**DATA ROWS**
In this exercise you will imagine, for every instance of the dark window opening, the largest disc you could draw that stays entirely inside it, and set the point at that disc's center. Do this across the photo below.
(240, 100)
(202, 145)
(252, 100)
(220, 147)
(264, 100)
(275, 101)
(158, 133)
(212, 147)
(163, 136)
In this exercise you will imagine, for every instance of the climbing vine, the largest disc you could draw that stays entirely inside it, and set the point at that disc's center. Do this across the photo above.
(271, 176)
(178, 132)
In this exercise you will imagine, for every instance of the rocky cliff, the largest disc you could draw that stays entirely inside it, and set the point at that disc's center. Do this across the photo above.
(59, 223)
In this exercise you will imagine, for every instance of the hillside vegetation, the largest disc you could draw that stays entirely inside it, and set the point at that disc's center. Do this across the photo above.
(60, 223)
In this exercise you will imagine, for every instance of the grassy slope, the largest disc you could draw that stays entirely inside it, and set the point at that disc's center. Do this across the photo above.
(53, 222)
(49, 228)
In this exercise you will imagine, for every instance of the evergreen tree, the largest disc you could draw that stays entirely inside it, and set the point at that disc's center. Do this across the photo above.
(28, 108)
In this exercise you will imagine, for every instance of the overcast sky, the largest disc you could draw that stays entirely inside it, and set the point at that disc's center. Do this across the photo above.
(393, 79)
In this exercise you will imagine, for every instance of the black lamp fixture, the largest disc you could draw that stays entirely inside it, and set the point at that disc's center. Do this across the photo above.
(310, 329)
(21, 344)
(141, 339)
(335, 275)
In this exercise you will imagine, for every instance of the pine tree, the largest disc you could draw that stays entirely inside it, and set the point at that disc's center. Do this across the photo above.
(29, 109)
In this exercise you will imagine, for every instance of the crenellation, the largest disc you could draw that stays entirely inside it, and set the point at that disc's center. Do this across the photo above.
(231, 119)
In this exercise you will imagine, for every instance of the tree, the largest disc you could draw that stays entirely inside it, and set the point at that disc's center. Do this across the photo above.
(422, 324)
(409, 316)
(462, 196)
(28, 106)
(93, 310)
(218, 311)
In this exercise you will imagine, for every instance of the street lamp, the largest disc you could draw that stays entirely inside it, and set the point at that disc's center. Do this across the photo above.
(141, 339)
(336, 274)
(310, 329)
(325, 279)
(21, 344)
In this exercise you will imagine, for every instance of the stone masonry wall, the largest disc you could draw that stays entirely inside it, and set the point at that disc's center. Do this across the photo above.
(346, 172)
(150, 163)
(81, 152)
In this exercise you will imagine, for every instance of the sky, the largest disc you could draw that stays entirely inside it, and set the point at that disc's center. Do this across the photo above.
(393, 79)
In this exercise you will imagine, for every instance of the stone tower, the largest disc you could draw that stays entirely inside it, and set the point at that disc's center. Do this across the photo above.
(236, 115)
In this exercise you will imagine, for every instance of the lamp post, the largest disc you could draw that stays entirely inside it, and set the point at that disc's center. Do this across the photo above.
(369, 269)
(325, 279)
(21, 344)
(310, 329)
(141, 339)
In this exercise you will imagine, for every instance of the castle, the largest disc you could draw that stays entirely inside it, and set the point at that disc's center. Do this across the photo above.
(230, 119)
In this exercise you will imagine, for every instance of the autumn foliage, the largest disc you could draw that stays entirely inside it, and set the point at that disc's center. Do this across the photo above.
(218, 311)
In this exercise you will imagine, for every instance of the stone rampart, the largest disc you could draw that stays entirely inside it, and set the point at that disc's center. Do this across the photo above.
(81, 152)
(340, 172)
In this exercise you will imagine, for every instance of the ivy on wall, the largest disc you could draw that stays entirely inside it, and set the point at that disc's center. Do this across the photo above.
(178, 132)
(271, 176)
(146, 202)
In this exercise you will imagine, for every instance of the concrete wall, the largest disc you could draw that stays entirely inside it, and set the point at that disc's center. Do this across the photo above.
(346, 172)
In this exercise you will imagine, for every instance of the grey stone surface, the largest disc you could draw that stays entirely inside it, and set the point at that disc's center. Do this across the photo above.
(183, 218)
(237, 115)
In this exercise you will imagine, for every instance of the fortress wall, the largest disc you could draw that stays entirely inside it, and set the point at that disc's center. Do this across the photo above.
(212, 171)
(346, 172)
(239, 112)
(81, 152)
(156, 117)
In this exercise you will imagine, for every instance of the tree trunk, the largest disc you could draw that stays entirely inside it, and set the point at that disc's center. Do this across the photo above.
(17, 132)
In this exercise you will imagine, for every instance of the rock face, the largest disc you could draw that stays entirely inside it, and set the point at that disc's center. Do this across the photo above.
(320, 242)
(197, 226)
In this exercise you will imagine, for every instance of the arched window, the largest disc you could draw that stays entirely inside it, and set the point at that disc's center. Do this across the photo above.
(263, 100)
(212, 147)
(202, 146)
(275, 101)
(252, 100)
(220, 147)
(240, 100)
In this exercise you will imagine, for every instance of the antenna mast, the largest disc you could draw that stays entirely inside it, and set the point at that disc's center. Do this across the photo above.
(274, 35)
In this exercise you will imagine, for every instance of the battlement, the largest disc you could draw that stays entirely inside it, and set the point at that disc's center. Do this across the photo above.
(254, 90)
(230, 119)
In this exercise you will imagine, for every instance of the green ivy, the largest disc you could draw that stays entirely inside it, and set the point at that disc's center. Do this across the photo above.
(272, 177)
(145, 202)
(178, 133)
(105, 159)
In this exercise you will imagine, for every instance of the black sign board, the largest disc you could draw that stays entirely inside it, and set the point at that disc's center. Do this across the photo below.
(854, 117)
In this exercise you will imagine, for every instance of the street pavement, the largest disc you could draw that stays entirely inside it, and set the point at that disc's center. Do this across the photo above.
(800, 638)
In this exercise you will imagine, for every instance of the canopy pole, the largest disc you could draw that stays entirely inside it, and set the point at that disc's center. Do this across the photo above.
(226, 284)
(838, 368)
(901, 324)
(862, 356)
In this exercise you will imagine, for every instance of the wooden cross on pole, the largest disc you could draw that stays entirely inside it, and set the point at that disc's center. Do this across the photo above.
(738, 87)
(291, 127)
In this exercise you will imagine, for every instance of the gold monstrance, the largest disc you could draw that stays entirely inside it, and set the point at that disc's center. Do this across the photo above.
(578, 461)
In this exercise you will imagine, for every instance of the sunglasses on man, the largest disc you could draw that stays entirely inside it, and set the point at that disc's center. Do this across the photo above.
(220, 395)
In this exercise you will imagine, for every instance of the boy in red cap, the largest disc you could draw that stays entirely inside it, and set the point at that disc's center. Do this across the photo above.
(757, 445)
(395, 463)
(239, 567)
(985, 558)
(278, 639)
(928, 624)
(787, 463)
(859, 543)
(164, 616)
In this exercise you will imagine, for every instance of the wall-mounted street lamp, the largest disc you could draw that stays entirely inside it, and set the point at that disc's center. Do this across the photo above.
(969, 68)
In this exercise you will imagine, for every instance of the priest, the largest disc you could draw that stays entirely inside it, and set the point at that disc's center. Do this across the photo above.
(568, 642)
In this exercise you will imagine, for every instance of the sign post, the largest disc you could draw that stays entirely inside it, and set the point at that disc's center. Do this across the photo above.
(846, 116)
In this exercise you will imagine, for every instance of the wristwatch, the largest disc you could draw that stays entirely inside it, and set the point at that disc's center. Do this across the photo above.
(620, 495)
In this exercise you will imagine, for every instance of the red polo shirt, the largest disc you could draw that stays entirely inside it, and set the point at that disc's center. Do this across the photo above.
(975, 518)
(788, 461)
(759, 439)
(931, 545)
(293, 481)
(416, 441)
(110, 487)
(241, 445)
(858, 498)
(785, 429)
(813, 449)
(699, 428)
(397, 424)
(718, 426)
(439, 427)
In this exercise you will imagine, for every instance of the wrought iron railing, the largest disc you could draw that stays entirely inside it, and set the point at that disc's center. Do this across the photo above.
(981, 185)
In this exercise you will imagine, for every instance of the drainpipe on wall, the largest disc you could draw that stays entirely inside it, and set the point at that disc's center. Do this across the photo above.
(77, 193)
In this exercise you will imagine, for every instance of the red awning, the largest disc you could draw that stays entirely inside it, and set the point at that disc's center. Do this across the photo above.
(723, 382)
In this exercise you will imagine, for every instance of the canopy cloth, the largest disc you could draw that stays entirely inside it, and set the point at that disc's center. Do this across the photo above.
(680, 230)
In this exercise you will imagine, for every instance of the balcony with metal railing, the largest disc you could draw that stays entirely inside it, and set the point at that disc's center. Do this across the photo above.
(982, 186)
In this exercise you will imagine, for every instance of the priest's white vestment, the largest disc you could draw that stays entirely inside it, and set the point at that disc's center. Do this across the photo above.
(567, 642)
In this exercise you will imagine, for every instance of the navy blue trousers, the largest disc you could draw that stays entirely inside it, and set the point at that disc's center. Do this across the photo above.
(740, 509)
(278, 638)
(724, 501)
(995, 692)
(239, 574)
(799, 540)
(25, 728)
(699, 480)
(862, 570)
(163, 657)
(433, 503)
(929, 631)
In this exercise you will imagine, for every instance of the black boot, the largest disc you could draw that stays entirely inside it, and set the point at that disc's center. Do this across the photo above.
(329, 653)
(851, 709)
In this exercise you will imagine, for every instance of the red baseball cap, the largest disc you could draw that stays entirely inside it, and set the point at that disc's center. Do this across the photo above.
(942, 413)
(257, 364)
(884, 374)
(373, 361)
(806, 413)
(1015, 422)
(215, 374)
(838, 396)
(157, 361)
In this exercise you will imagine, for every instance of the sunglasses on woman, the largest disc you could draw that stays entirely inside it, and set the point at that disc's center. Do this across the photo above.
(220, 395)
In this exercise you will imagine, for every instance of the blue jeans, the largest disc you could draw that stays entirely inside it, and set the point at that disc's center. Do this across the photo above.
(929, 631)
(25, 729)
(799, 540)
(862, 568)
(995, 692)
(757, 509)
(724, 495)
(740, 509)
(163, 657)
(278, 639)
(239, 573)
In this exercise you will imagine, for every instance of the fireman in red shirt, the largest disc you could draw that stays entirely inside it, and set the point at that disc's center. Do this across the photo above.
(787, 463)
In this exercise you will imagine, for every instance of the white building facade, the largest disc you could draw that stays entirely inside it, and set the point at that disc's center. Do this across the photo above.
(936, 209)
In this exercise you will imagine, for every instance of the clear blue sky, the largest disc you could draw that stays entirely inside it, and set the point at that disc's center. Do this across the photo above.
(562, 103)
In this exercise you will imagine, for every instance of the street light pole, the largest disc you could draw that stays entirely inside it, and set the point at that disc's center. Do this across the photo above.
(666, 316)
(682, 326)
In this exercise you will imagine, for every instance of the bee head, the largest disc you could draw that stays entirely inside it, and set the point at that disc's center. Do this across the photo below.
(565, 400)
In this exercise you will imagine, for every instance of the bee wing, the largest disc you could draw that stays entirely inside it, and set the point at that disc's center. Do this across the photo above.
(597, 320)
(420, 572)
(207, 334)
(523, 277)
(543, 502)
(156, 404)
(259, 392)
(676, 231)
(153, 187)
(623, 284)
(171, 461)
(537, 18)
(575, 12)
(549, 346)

**INSTRUCTIONS FOR THE TASK**
Repeat the line that contains "of the white", then every line after it until the records end, with nothing added.

**ANSWER BELOW**
In this exercise you will imagine, for every instance of the white building facade, the largest disc you could draw that stays entirely inside it, and set the point at that disc's center. Do this across the photo above.
(936, 209)
In this exercise you will imagine, for every instance of the clear blue sky, the largest disc you could draw that stays entirely inside it, and set the point at that disc's center. Do this across the photo above.
(562, 103)
In this exercise you will imagine, for every instance of the street light pole, the largest disc you could draw that stays entirely inside it, and set the point at that disc's center. Do this across the photo above.
(666, 316)
(682, 326)
In this exercise you will imagine, for every instance of the bee head, the largest disc you could draw that stays entirely inside it, and set the point at that disc's center. Do this across the photo below.
(565, 400)
In this exercise you will imagine, for every instance of the bee wing, the largest disc you could draw that stays entirely inside it, and set the point at that disc's center. Do this across the photo above.
(597, 320)
(420, 572)
(207, 334)
(523, 277)
(543, 502)
(156, 404)
(259, 392)
(676, 231)
(153, 187)
(623, 284)
(171, 461)
(537, 18)
(575, 12)
(549, 346)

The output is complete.